> Excerpted passage
-------

A note to myself……
I’m going to tuck this away for later. Maybe I’ll remember to refer to it later, maybe I won’t. Maybe some kind soul will link to it and rub my own words in my face, maybe not. Worth a shot anyway.
I am happy right now. Happy with my life, my marriage, my kids, and my decision to take the medication. I’m not raging like a lunatic right now. I’m not constantly looking for a fight. I’m not pacing the floors like a wild tiger. I’m not angry at the world. I’m not eyeballing every single man in town. I don’t have this incredible urge to head to Wal*Mart for shit I don’t really need. I don’t have a migraine [ ?? curious about this one ]. I’m not pissed at Ja MD for playing volleyball. I may not be cleaning the house like a crazed lunatic, but I’m whistling as I work. I don’t feel the need to listen music at ear numbing levels for hours on end. I don’t question whether or not I’m bipolar. I know I am.
No, I’m not thrilled with the thought of taking the meds forever, but since there’s no cure, I don’t have a choice. Not if I want my life to remain as blessed as it is right now. And what’s the harm? I pop them twice a day and all is well. Small price to pay for peace.
No, I’m not thrilled with the loss of certain things. Being able to literally do 20 things at once. To think 20 steps ahead in the blink of an eye. To never need more than 4 hours of sleep, and able to function for days on an hour’s worth. But those abilities weren’t real. I may have been born with them, but they didn’t belong to me. It’s not healthy to go through life like that. At that speed. When you burn twice as fast, you burn out twice as fast. You can’t keep it together and you crash. Hard. Always. Then your stupid ass gets right back up and does it again.
No, I’m not thrilled with the loss of that fantastic sex drive. But again, it wasn’t real. It’s not normal to spend your entire day focused on sex. Not unless you’re a teenage boy. Unfortunately, the meds put even more of a damper on things, but regardless, this area of my life is still pretty damn good.
No, I’m not thrilled at all that I can no longer put together a website or a blog design to save my life. That part of me just doesn’t work anymore. Or was it even there to begin with? It’s not like I was some site guru or anything. It was enjoyable to me though, and I miss it. But tough shit.
I know now that by the time I am saying outloud that I might be ok without the pills, it’s already too late. I’ve already lost control of the ship to the demons, and I need to hold off on any decisions until I feel the tides shift – and I will.
I should just sit back, take my pills, and enjoy the ride. It will pass.

-------

> Records provided
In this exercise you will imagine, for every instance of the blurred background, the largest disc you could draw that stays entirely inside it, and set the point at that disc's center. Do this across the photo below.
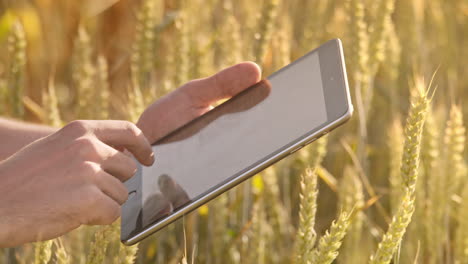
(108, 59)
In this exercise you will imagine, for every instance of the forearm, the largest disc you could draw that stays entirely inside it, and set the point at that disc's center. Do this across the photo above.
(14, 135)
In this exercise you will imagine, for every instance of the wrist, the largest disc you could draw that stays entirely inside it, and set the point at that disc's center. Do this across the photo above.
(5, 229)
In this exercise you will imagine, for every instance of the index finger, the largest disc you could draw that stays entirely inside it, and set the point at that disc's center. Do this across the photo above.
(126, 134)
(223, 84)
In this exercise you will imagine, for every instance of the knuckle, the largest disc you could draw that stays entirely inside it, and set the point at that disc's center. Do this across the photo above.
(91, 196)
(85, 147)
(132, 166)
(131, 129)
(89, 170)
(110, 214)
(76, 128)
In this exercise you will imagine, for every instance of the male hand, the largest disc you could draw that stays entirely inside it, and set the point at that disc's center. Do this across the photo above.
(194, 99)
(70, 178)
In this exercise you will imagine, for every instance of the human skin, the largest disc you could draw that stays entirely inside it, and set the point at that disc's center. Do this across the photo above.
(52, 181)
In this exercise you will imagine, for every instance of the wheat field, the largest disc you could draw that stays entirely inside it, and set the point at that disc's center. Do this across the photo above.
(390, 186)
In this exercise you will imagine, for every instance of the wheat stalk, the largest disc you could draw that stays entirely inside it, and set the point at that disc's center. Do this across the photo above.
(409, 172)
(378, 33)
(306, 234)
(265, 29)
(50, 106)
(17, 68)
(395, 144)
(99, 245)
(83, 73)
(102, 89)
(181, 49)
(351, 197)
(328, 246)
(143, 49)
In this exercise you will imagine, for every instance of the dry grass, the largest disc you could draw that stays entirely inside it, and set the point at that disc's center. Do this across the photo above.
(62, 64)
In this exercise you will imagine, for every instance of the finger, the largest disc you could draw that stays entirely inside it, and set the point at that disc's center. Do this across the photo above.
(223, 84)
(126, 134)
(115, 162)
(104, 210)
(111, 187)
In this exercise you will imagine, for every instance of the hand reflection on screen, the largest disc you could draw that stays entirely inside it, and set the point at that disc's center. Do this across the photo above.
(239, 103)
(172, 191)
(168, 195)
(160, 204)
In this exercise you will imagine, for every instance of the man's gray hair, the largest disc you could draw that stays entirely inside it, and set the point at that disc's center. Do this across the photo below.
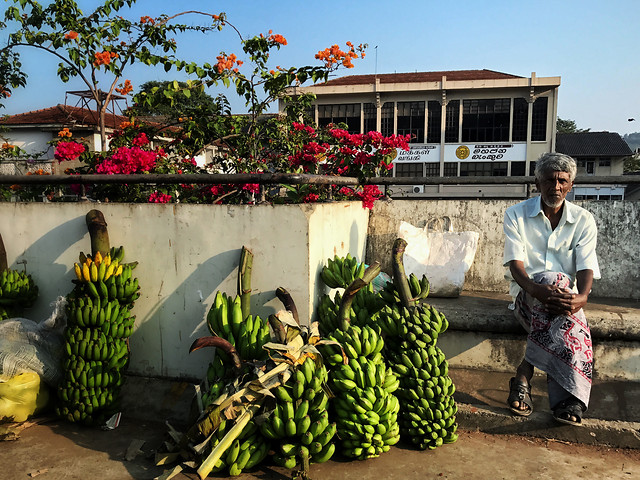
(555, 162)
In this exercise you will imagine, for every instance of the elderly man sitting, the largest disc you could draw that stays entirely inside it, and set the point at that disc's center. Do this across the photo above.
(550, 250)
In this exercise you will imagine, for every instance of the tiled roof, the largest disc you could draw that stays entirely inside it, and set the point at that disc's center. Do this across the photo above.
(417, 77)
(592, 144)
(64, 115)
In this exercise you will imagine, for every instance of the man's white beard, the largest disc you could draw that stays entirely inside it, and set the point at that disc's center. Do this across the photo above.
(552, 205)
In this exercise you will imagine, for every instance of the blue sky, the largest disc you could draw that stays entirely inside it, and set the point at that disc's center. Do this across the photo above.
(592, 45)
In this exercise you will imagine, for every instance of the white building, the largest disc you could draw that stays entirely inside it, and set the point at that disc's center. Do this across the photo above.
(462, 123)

-------

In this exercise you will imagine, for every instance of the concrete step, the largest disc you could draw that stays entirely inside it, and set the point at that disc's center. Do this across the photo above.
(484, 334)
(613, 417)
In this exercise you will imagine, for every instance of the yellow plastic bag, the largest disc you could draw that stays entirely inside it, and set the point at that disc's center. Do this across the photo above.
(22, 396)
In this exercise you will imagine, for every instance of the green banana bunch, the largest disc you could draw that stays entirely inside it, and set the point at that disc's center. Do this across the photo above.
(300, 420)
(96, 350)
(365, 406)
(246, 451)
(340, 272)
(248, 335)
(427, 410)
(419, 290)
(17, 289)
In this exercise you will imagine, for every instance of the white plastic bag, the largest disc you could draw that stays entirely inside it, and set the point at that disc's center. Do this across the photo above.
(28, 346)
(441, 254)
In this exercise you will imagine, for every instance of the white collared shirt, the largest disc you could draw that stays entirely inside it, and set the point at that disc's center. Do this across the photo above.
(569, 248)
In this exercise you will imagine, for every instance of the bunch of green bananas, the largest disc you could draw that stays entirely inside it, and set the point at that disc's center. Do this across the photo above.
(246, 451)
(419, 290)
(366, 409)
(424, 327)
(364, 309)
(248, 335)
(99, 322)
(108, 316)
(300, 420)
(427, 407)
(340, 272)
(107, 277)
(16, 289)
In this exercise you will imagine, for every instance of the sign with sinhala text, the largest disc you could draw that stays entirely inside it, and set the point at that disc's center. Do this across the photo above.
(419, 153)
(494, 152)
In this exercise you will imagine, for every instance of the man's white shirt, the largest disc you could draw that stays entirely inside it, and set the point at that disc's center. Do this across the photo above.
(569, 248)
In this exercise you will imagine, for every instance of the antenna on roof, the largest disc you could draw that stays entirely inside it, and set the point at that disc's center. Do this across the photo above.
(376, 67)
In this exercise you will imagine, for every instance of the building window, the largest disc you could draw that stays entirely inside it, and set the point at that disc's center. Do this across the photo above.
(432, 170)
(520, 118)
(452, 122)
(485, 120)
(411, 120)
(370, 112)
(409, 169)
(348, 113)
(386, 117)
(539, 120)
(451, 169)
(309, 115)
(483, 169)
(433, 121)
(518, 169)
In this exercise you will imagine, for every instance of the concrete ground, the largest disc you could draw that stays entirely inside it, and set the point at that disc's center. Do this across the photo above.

-------

> Aim of the exercise
In the note to self above, how often does the writer take the pills?

> Written response
Twice a day.